begin INPUT ROWS

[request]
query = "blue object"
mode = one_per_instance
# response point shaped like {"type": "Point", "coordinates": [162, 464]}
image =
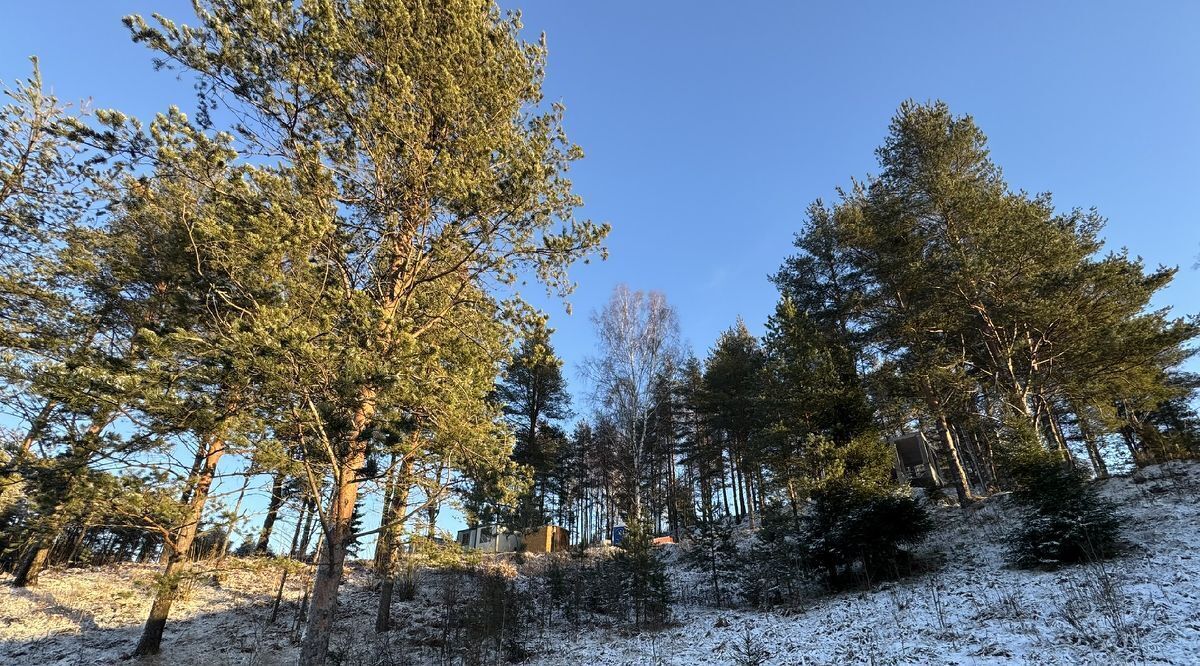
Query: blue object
{"type": "Point", "coordinates": [618, 534]}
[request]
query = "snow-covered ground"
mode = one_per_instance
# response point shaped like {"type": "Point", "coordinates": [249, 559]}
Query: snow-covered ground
{"type": "Point", "coordinates": [971, 609]}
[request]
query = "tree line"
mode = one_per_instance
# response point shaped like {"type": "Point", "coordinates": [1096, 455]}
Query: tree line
{"type": "Point", "coordinates": [931, 298]}
{"type": "Point", "coordinates": [312, 285]}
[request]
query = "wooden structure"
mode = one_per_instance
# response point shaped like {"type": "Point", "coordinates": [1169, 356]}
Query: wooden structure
{"type": "Point", "coordinates": [916, 461]}
{"type": "Point", "coordinates": [492, 539]}
{"type": "Point", "coordinates": [546, 539]}
{"type": "Point", "coordinates": [498, 539]}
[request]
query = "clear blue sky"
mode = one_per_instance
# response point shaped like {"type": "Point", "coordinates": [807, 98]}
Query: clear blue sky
{"type": "Point", "coordinates": [708, 127]}
{"type": "Point", "coordinates": [708, 130]}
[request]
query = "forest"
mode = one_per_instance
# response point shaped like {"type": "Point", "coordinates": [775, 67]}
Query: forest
{"type": "Point", "coordinates": [310, 289]}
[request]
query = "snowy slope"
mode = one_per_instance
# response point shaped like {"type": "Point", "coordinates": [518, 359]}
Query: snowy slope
{"type": "Point", "coordinates": [1143, 607]}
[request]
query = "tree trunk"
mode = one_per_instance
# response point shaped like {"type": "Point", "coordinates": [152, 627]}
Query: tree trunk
{"type": "Point", "coordinates": [273, 513]}
{"type": "Point", "coordinates": [309, 511]}
{"type": "Point", "coordinates": [961, 484]}
{"type": "Point", "coordinates": [177, 550]}
{"type": "Point", "coordinates": [389, 544]}
{"type": "Point", "coordinates": [339, 531]}
{"type": "Point", "coordinates": [31, 565]}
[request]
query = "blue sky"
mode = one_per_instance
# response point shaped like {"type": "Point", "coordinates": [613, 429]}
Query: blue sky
{"type": "Point", "coordinates": [708, 127]}
{"type": "Point", "coordinates": [708, 130]}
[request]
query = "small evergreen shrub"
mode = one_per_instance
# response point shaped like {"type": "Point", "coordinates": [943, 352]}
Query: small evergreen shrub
{"type": "Point", "coordinates": [773, 568]}
{"type": "Point", "coordinates": [714, 552]}
{"type": "Point", "coordinates": [1063, 520]}
{"type": "Point", "coordinates": [647, 589]}
{"type": "Point", "coordinates": [862, 529]}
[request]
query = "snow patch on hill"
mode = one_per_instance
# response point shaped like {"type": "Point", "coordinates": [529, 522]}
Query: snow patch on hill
{"type": "Point", "coordinates": [1141, 607]}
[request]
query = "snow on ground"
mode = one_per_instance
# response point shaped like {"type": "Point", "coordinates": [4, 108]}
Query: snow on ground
{"type": "Point", "coordinates": [1143, 607]}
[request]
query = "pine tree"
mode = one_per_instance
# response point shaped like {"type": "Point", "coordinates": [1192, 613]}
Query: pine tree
{"type": "Point", "coordinates": [397, 223]}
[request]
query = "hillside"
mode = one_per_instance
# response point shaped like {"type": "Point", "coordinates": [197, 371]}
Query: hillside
{"type": "Point", "coordinates": [971, 609]}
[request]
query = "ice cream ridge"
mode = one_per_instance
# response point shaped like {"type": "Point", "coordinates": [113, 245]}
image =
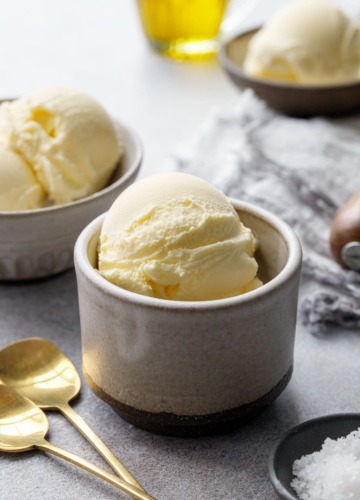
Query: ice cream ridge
{"type": "Point", "coordinates": [175, 236]}
{"type": "Point", "coordinates": [57, 145]}
{"type": "Point", "coordinates": [308, 42]}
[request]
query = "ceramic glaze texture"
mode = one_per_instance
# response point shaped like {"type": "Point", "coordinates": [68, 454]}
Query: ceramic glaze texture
{"type": "Point", "coordinates": [38, 243]}
{"type": "Point", "coordinates": [192, 358]}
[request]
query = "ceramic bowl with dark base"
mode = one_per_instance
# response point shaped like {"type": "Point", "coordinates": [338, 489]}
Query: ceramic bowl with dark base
{"type": "Point", "coordinates": [40, 243]}
{"type": "Point", "coordinates": [192, 368]}
{"type": "Point", "coordinates": [292, 99]}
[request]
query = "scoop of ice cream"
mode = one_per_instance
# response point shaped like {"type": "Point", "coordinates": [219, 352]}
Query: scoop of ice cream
{"type": "Point", "coordinates": [19, 189]}
{"type": "Point", "coordinates": [308, 42]}
{"type": "Point", "coordinates": [66, 137]}
{"type": "Point", "coordinates": [174, 236]}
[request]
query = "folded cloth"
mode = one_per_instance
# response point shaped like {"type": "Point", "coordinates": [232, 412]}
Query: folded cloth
{"type": "Point", "coordinates": [303, 170]}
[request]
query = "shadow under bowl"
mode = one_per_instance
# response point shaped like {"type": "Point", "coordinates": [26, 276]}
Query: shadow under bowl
{"type": "Point", "coordinates": [305, 439]}
{"type": "Point", "coordinates": [291, 99]}
{"type": "Point", "coordinates": [40, 243]}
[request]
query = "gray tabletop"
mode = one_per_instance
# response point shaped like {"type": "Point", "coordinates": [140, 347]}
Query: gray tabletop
{"type": "Point", "coordinates": [232, 466]}
{"type": "Point", "coordinates": [101, 50]}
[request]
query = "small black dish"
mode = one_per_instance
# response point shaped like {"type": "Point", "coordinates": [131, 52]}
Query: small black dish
{"type": "Point", "coordinates": [303, 440]}
{"type": "Point", "coordinates": [292, 99]}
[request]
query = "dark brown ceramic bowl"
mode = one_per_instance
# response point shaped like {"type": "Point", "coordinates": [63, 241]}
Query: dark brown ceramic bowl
{"type": "Point", "coordinates": [291, 99]}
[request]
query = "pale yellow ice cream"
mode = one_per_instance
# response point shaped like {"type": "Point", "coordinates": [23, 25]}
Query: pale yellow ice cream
{"type": "Point", "coordinates": [19, 189]}
{"type": "Point", "coordinates": [307, 42]}
{"type": "Point", "coordinates": [66, 137]}
{"type": "Point", "coordinates": [175, 236]}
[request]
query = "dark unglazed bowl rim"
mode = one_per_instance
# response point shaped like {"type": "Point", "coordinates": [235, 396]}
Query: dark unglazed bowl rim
{"type": "Point", "coordinates": [234, 68]}
{"type": "Point", "coordinates": [170, 424]}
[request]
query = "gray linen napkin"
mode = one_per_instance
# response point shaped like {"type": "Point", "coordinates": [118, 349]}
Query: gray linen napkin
{"type": "Point", "coordinates": [303, 170]}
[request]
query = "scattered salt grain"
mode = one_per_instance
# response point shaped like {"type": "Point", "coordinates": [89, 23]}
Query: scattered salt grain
{"type": "Point", "coordinates": [333, 473]}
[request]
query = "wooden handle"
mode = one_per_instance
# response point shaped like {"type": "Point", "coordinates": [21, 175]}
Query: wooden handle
{"type": "Point", "coordinates": [345, 227]}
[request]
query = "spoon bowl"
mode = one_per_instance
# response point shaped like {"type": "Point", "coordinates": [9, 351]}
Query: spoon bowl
{"type": "Point", "coordinates": [305, 439]}
{"type": "Point", "coordinates": [39, 371]}
{"type": "Point", "coordinates": [23, 427]}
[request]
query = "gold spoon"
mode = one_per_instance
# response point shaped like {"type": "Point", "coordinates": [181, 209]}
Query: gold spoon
{"type": "Point", "coordinates": [23, 427]}
{"type": "Point", "coordinates": [38, 370]}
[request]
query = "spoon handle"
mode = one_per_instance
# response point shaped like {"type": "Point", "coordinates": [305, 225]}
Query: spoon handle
{"type": "Point", "coordinates": [98, 444]}
{"type": "Point", "coordinates": [94, 469]}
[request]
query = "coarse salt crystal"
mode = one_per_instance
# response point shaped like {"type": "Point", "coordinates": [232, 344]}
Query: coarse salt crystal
{"type": "Point", "coordinates": [333, 473]}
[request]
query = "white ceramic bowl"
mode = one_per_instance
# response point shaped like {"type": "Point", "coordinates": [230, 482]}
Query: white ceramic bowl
{"type": "Point", "coordinates": [192, 368]}
{"type": "Point", "coordinates": [39, 243]}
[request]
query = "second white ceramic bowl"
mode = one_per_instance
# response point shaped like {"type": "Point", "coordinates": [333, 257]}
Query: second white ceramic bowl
{"type": "Point", "coordinates": [191, 368]}
{"type": "Point", "coordinates": [39, 243]}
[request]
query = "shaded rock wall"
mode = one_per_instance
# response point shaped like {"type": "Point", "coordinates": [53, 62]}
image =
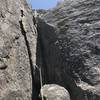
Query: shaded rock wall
{"type": "Point", "coordinates": [17, 50]}
{"type": "Point", "coordinates": [70, 38]}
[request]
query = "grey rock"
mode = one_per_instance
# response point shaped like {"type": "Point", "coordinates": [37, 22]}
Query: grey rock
{"type": "Point", "coordinates": [54, 92]}
{"type": "Point", "coordinates": [71, 47]}
{"type": "Point", "coordinates": [17, 50]}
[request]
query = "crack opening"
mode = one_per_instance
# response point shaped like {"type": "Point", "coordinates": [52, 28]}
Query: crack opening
{"type": "Point", "coordinates": [34, 85]}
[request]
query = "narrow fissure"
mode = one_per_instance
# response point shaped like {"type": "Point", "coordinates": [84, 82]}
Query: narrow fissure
{"type": "Point", "coordinates": [34, 85]}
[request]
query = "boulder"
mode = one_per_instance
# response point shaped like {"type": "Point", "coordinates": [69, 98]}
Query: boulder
{"type": "Point", "coordinates": [54, 92]}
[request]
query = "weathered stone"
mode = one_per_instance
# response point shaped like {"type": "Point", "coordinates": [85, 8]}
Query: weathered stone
{"type": "Point", "coordinates": [17, 51]}
{"type": "Point", "coordinates": [71, 47]}
{"type": "Point", "coordinates": [54, 92]}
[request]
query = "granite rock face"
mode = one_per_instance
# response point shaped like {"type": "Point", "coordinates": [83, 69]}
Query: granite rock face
{"type": "Point", "coordinates": [54, 92]}
{"type": "Point", "coordinates": [70, 40]}
{"type": "Point", "coordinates": [17, 50]}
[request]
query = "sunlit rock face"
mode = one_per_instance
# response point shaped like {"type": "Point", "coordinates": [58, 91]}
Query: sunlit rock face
{"type": "Point", "coordinates": [54, 92]}
{"type": "Point", "coordinates": [70, 37]}
{"type": "Point", "coordinates": [15, 45]}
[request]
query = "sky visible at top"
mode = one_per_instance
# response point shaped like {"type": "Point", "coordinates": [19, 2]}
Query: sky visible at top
{"type": "Point", "coordinates": [43, 4]}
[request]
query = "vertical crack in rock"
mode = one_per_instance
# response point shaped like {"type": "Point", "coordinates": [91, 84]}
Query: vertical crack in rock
{"type": "Point", "coordinates": [29, 53]}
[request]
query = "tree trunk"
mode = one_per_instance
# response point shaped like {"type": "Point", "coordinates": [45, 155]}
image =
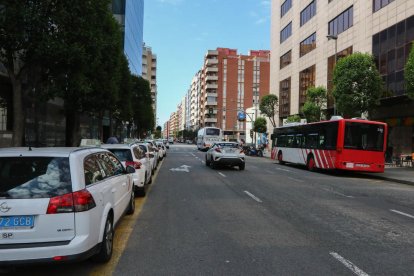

end INPUT ROWS

Find every line in the data above that contains the word "napkin", matching case, and copy each one.

- _SOLUTION TO THE EXERCISE_
query = "gray linen napkin"
Query: gray linen napkin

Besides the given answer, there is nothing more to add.